**Exercise directions:** Reproduce every line of the records below as a numbered list, skipping any blank lines and leaving out the pictures.

--- start Dataset rows ---

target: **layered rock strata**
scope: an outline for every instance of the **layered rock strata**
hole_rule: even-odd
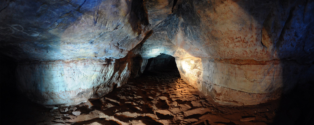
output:
[[[97,98],[176,58],[182,78],[215,101],[254,105],[313,81],[314,2],[7,1],[2,54],[18,86],[44,105]]]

--- end Dataset rows ---

**Result:**
1. target: **layered rock strata**
2. scope: an outline for every instance of the **layered rock strata**
3. hole_rule: even-odd
4. output:
5. [[[97,98],[176,58],[182,78],[215,101],[254,105],[313,81],[314,2],[7,1],[2,54],[18,86],[44,105]]]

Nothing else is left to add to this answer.